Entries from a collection
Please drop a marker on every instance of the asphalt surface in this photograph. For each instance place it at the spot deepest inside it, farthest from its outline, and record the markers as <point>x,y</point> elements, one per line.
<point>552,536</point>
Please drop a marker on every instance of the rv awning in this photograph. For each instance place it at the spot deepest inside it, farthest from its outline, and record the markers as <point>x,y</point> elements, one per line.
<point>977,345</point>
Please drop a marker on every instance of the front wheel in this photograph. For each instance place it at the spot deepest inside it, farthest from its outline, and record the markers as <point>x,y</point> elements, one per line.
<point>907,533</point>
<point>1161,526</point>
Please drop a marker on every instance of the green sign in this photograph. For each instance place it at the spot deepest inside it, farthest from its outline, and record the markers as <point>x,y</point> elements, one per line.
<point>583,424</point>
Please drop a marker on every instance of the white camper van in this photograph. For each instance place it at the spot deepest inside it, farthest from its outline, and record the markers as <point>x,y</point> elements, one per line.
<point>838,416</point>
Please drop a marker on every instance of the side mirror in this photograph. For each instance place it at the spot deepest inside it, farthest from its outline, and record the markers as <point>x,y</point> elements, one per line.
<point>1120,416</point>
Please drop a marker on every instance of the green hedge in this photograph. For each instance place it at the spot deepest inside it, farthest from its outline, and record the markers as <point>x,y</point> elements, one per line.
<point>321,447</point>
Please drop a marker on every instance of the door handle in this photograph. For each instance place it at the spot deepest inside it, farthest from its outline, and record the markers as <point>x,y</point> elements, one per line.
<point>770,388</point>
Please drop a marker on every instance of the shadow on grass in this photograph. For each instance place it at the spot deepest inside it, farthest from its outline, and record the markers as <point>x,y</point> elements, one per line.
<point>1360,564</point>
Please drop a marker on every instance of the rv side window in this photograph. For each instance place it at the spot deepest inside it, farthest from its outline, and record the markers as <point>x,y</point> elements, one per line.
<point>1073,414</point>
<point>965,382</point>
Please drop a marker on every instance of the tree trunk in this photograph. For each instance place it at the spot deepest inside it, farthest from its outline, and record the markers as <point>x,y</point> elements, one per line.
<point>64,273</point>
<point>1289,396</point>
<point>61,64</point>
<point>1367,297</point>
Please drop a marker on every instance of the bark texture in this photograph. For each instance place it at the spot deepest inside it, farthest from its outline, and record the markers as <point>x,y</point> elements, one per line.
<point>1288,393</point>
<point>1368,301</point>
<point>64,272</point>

● **WHAT YOU SHOULD DO**: Reproduce word for word the part of the entries that runs from the very beginning through the line containing "<point>583,424</point>", including that line.

● **RESPONSE FOR THIS EXERCISE**:
Please drop a marker on every instance of the asphalt surface in this photograph. For each instance place it at the spot deepest inside it, farthest from its outline, and record the markers as <point>x,y</point> elements, one per line.
<point>552,536</point>
Please drop a marker on every instance of the rv awning in this photograph. For each instance place it at the spot deepest inside it, farthest from its outline, and record the markers as <point>x,y</point> elements, one per line.
<point>977,345</point>
Please drop a marker on every instance of the front wheel in this photograph. For each instance place it at the spot deepest inside it, farthest from its outline, and record the markers as <point>x,y</point> elements, one per line.
<point>907,533</point>
<point>1161,526</point>
Please drop a marker on every instance of the green sign in this photograph. For each instance place it at the spot deepest inside it, farthest from its outline, and record the markers as <point>x,y</point> elements, one per line.
<point>583,424</point>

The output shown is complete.